Extract: Begin

Renewable Energy

Meet Our Speakers: Doug Davis

The Ivanpah Solar Electric Generating System is the largest concentrated solar facility in the world. Located in California’s Mojave Desert at the Nevada border, the solar plant helps meet California’s electricity needs and reduces carbon dioxide emissions by 640,000 tons annually. While this transition to renewable energy sources is laudable, the context is more complicated: the site of the solar plant is prime habitat for the endangered desert tortoise and is part of the Pacific Flyway for migrating birds. Environmental manager Doug Davis of NRG Energy oversees the nation’s largest private-sector desert tortoise and bird protection programs to reduce the solar plant’s impact to the desert ecosystem.

Doug attributes his graying hair to the slew of unexpected issues that have increased the solar plant’s impact to local and endangered species.  Yet he is committed to maximizing the intactness of the ecosystem that now coexists with the solar plant. To do so, Doug’s team extends to federal agencies such as the BLM, USGS, US Fish and Wildlife Service, and California Department of Fish and Wildlife; dozens of biologists working on longitudinal tortoise and bird survival studies; and conscientious solar plant employees. Though there is still much to do, Doug is dedicated to an intact desert ecosystem because he understands the value these species’ survival for the desert and the world: “There’s a reason I live in a rural small community—[so] that I can listen to the coyotes at night and see the stars. I don’t want that to go away.” 

By Elizabeth Greenfield

 

Meet Our Speakers: Brett Isaacs

Even before he left his home in Kayenta, AZ for college, Brett Isaacs knew that he would return home with the skills to improve his community on the Navajo Nation. Brett grew up making things with his hands and after seeing a problem in his community, he found his niche building solar power systems. He graduated from Arizona State University with a degree in American Indian Studies, with a focus in Economic Development, Law and Policy. Brett now makes a living working across the Navajo reservation, building power systems in areas without municipal electricity. Beginning in Shonto, where he lives now, he has expanded out to many of the Navajo Nation’s 110 chapters, where an estimated 18,000 people live without power. Brett designs and builds solar systems for individual houses, larger projects like schools, and also makes mobile systems. Brett has taken his work up to the Standing Rock reservation, allowing the protectors there to power their camp sustainably with a mobile unit that will soon be joined by two more. Brett’s skills allow Navajos to improve their quality of life in dramatic ways. As he says, “we have to maintain our traditional aspect, outlook and culture, and still integrate into a progressing society that is using technology and advancement… You are trying to bridge the two… Fossil fuels are not necessarily the future. We have to start investing into something different, and start believing that that difference is going to pay off at some point.” Brett’s work is making a big difference to Native people across the West.

Extract: End

■ Task 1
Do these statements agree with the speaker profiles? Answer yes or no for each, and quote the words that decide it. (a) The Ivanpah plant cuts carbon dioxide emissions by 640,000 tons a year. (b) Brett Isaacs earned an engineering degree from Arizona State University. (c) Doug Davis works for the US Fish and Wildlife Service.
■ Task 2
Which agencies do the speaker profiles name as part of Doug's team? List all of them.
■ Task 3
Reproduce everything in the speaker profiles from "Meet Our Speakers: Doug" down to "the desert ecosystem.".
None of the entries are needed for the tasks on the speaker profiles.

Given records: Begin

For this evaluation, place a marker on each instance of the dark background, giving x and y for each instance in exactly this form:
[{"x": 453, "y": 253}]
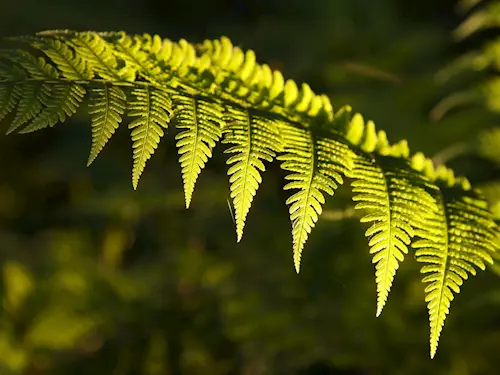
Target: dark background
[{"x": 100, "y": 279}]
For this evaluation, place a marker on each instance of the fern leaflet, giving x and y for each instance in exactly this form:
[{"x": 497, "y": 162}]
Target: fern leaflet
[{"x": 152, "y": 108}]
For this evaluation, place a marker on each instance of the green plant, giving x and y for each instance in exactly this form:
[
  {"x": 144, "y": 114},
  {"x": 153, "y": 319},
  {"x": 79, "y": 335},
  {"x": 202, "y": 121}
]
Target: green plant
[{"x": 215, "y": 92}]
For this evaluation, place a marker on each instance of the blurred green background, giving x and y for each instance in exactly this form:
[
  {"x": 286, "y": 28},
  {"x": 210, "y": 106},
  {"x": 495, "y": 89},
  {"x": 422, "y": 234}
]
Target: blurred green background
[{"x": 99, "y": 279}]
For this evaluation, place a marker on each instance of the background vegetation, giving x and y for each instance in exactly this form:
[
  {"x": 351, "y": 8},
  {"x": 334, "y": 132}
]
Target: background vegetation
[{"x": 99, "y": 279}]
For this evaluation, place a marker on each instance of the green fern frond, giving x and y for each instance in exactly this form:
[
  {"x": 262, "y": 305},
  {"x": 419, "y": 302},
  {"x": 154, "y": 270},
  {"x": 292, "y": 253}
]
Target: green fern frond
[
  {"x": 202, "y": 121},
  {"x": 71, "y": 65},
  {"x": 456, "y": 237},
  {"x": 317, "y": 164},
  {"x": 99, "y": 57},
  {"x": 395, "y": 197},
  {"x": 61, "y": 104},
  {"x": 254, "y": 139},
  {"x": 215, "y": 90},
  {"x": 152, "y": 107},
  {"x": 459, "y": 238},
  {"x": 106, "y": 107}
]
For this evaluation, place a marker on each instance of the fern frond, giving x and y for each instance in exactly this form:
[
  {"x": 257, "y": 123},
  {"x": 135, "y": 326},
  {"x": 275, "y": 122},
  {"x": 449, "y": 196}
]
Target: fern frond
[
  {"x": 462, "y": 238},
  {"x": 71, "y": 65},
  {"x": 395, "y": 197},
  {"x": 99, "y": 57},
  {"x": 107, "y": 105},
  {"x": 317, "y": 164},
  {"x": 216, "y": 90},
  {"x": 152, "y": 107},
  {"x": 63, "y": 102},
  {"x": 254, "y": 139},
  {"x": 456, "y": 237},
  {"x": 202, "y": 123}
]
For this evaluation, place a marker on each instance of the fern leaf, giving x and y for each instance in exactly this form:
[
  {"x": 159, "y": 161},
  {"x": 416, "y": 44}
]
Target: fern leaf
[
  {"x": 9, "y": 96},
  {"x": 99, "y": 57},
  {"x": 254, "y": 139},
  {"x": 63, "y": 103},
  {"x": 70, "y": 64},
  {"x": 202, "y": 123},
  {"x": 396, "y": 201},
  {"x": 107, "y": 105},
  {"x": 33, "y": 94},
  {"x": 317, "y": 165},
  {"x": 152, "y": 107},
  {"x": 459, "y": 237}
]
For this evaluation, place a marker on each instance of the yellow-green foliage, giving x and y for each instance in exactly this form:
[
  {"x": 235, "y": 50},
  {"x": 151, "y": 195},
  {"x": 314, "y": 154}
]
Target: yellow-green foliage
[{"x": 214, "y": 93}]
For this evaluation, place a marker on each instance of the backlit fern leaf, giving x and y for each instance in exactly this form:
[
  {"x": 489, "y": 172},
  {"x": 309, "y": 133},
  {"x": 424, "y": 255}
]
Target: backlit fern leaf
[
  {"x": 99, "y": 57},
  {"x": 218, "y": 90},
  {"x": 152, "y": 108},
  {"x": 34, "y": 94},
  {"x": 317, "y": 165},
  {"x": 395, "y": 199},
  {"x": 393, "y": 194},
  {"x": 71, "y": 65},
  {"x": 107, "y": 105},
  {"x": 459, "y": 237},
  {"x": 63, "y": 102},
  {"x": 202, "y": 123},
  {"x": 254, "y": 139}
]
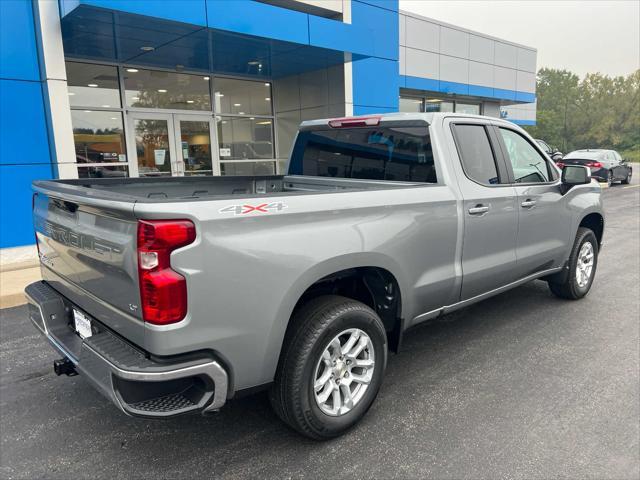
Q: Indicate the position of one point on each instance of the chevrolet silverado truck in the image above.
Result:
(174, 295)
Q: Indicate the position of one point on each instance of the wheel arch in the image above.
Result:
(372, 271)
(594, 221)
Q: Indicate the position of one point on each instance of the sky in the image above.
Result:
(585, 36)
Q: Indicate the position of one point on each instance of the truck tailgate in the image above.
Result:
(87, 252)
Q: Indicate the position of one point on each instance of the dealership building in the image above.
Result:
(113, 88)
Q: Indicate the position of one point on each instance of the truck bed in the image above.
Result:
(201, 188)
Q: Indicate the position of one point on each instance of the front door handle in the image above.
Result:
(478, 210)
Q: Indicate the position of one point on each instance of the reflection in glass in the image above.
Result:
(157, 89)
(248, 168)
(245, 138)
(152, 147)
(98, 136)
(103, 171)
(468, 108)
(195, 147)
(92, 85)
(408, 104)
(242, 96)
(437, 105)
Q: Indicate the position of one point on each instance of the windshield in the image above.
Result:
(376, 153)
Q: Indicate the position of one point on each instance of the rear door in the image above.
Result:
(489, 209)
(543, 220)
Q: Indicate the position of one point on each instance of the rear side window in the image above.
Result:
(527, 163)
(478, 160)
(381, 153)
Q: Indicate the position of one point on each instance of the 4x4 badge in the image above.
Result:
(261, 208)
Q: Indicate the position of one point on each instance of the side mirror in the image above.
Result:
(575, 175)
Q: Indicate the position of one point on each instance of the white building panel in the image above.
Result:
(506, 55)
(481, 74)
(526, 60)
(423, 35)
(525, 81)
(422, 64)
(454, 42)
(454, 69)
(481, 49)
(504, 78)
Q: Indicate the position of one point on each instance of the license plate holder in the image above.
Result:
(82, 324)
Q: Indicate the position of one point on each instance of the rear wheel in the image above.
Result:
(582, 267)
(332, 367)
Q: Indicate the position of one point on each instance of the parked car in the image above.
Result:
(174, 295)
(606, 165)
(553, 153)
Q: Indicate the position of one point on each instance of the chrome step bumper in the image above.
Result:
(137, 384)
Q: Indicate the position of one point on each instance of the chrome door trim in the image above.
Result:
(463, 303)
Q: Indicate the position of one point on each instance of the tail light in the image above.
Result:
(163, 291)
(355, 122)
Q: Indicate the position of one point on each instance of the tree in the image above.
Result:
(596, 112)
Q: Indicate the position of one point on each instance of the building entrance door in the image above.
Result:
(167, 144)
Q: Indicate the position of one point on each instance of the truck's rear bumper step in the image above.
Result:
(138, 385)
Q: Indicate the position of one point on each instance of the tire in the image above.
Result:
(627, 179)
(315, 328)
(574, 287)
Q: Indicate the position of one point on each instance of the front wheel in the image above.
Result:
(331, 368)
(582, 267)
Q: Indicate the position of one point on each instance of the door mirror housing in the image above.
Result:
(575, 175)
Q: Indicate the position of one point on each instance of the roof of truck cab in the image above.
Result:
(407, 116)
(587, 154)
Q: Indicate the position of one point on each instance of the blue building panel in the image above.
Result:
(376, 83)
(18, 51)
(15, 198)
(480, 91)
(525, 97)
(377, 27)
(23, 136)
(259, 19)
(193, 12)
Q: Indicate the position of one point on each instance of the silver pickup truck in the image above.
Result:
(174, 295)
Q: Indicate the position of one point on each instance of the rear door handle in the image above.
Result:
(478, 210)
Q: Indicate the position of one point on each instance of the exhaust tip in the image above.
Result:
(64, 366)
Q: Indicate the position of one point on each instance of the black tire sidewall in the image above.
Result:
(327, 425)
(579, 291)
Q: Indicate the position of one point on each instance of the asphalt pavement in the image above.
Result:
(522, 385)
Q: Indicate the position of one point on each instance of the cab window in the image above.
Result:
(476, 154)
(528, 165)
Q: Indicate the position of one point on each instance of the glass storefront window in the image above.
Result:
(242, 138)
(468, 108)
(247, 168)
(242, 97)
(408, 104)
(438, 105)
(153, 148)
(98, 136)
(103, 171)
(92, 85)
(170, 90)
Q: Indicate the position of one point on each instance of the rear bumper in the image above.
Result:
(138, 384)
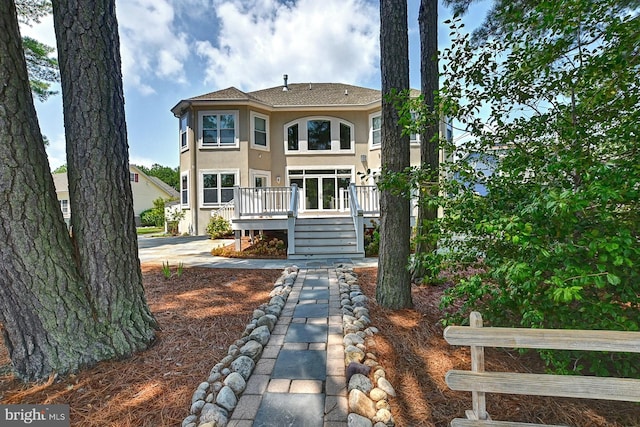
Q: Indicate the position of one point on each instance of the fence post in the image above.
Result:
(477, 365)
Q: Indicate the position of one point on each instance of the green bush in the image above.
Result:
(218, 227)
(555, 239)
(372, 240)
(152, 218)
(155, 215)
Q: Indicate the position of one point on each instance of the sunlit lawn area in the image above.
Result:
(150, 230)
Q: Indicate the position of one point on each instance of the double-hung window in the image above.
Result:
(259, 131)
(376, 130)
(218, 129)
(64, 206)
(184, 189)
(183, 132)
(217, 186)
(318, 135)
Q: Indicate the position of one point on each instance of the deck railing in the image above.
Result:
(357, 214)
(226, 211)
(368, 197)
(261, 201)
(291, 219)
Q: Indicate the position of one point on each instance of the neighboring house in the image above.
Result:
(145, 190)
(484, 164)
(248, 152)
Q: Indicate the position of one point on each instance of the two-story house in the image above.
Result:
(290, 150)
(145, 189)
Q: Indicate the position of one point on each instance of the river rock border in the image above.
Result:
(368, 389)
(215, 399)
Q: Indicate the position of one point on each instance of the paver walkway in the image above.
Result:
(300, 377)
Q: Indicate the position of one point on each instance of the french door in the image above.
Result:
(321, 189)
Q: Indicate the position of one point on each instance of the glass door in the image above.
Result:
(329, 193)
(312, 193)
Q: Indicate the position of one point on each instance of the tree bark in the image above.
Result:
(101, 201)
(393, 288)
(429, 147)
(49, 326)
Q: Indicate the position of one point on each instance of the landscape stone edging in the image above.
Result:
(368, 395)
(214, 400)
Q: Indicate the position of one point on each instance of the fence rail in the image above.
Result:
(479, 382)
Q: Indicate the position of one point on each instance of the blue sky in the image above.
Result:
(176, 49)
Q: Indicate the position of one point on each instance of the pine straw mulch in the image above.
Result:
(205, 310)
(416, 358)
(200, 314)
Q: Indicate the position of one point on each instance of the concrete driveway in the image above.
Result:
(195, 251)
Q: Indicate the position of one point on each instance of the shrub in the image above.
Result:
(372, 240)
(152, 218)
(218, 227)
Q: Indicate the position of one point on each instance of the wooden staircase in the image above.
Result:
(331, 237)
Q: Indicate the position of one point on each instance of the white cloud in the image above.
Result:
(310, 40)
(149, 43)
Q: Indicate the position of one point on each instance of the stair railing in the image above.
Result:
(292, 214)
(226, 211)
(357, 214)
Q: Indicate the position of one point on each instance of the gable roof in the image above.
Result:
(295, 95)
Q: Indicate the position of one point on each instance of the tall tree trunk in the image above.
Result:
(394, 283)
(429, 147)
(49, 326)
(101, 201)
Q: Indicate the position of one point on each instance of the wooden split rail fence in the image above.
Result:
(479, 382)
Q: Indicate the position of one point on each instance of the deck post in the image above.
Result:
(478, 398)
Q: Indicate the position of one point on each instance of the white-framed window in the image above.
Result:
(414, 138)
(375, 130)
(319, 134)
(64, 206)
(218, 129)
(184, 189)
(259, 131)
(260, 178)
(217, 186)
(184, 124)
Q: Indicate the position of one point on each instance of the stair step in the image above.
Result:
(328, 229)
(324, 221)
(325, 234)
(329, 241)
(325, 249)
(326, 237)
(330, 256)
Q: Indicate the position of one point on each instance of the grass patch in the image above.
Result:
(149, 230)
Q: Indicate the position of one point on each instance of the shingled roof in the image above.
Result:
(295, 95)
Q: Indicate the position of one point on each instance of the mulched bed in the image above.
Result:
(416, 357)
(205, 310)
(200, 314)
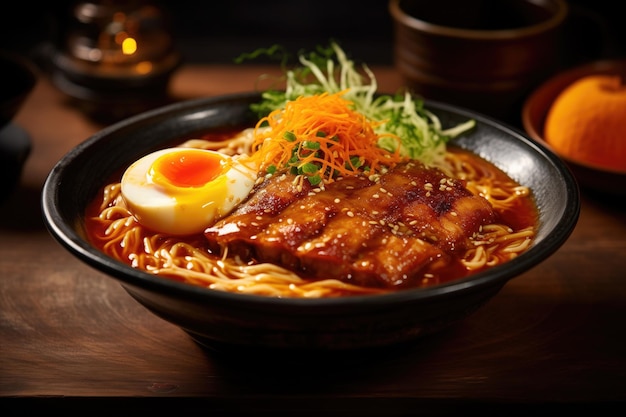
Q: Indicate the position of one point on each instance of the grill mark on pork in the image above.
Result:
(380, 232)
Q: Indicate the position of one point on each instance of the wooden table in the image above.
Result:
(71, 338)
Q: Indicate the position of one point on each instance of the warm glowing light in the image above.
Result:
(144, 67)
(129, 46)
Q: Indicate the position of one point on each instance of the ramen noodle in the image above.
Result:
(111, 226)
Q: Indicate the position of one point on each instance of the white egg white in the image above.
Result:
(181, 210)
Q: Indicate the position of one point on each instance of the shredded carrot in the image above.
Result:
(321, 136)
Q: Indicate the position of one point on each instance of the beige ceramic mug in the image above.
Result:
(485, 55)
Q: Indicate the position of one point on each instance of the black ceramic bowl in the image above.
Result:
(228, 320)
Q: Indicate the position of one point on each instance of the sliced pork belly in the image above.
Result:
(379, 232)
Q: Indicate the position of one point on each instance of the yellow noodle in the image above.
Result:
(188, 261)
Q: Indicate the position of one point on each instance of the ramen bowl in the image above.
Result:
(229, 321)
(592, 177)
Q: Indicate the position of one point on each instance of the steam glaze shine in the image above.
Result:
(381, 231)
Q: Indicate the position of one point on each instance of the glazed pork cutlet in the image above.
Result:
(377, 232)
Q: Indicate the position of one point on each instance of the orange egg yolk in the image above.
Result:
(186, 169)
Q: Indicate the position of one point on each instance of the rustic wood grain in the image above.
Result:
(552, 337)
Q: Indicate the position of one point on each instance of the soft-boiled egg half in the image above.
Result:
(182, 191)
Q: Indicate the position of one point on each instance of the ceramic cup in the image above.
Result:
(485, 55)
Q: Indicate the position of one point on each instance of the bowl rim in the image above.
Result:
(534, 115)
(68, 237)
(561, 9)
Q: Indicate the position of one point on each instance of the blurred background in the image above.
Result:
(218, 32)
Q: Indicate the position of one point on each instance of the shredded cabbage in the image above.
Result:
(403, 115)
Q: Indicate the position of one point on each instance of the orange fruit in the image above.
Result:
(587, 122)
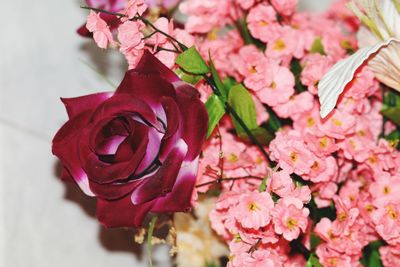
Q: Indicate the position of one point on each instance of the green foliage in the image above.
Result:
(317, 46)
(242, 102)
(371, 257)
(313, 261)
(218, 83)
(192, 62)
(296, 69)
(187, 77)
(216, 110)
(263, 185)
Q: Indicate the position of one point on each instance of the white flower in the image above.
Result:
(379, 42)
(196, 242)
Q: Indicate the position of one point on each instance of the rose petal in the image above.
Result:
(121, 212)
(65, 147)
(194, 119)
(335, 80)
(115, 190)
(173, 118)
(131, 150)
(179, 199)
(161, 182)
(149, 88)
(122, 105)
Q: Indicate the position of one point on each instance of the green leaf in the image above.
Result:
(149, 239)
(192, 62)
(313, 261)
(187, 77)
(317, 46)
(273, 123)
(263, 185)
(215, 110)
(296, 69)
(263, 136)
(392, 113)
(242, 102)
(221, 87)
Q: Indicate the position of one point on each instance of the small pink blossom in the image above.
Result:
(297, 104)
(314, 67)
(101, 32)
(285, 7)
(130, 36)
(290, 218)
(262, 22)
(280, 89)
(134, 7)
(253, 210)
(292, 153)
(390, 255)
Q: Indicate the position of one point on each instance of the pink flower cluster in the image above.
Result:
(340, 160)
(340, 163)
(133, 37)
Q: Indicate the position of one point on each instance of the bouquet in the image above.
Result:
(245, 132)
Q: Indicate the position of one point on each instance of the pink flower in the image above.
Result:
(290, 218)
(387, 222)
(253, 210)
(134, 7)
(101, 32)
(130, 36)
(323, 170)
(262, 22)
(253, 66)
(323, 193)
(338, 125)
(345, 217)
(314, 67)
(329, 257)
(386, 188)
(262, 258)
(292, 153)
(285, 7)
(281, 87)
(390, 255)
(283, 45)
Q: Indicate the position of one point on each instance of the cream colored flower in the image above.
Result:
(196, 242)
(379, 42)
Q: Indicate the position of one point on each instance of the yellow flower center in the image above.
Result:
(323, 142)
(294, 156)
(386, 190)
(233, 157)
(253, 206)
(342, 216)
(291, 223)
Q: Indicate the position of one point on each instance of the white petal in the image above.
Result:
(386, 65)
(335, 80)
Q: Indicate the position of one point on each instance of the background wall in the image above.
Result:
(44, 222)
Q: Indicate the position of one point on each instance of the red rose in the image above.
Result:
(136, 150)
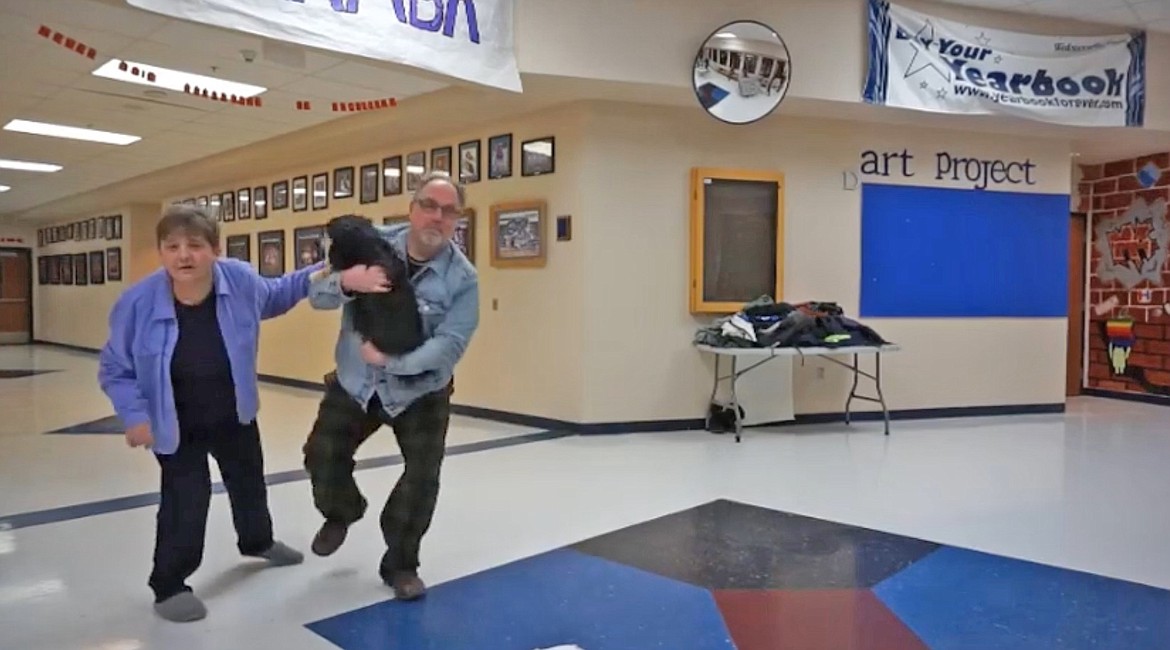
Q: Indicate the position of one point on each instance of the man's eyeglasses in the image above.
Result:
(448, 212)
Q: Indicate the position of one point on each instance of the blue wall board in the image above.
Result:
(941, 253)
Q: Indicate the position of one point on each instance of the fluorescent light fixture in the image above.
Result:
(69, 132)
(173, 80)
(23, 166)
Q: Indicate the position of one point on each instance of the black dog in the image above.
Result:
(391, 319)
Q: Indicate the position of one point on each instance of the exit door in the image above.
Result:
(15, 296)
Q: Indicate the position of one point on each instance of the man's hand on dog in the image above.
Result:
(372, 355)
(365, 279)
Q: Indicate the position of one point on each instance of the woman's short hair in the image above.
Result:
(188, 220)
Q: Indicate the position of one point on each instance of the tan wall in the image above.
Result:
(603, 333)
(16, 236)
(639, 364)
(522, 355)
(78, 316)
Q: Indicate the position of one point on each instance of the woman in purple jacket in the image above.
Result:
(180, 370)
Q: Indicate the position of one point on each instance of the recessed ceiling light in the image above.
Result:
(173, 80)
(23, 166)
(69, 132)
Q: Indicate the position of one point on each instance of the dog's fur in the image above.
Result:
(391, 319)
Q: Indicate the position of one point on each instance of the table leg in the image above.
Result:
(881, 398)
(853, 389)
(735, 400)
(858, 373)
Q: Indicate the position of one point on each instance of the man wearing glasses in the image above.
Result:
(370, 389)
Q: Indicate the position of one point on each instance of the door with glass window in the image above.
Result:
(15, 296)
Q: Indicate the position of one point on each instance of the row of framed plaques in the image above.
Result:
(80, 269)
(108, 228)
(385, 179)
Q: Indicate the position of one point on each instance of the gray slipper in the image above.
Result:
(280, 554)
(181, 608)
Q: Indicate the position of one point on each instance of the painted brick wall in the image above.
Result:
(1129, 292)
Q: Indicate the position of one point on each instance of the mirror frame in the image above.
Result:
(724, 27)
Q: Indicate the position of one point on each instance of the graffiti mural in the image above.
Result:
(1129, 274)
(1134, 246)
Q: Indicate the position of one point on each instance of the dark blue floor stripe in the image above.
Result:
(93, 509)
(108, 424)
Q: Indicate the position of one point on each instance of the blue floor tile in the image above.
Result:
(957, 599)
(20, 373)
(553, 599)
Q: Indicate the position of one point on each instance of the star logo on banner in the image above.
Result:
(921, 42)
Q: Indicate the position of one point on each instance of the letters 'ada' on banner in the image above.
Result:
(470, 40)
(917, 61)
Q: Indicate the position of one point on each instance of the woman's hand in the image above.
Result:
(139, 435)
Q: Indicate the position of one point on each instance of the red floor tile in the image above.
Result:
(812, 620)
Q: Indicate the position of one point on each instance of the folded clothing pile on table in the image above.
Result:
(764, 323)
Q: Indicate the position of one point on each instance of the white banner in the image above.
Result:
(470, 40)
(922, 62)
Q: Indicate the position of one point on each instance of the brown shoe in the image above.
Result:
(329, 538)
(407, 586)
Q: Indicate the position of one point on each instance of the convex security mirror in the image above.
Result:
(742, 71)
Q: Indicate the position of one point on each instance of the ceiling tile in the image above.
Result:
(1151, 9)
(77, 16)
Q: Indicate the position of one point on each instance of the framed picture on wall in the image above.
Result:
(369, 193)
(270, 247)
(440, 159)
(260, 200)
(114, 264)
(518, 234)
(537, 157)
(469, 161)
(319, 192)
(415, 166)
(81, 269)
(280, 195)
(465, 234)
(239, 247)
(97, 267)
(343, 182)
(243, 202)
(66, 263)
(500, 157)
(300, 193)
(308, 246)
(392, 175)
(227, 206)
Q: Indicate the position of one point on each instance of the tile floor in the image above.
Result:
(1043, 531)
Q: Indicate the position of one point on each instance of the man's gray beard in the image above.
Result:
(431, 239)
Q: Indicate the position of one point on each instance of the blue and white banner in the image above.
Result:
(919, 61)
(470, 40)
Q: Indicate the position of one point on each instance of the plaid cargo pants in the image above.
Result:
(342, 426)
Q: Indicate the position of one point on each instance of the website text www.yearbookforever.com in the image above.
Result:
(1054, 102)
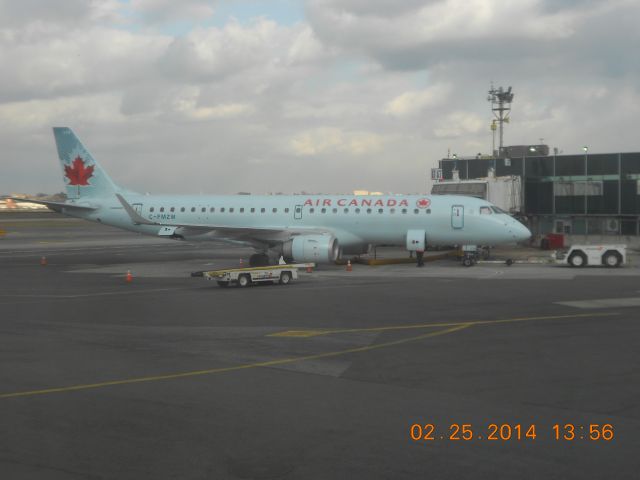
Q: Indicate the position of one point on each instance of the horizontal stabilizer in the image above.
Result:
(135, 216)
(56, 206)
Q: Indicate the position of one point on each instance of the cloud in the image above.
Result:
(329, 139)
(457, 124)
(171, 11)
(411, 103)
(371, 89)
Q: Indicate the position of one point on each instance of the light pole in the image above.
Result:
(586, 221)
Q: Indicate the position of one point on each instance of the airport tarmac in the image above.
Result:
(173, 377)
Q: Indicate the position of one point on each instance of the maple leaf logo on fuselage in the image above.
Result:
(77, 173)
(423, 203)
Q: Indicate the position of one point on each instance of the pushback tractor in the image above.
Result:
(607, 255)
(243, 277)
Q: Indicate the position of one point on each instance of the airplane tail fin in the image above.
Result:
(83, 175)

Given records: End

■ Exercise output 1
(a) Yes: "reduces carbon dioxide emissions by 640,000 tons annually"
(b) No: "He graduated from Arizona State University with a degree in American Indian Studies"
(c) No: "Environmental manager Doug Davis of NRG Energy"

■ Exercise output 2
BLM
USGS
US Fish and Wildlife Service
California Department of Fish and Wildlife

■ Exercise output 3
Meet Our Speakers: Doug Davis

The Ivanpah Solar Electric Generating System is the largest concentrated solar facility in the world. Located in California’s Mojave Desert at the Nevada border, the solar plant helps meet California’s electricity needs and reduces carbon dioxide emissions by 640,000 tons annually. While this transition to renewable energy sources is laudable, the context is more complicated: the site of the solar plant is prime habitat for the endangered desert tortoise and is part of the Pacific Flyway for migrating birds. Environmental manager Doug Davis of NRG Energy oversees the nation’s largest private-sector desert tortoise and bird protection programs to reduce the solar plant’s impact to the desert ecosystem.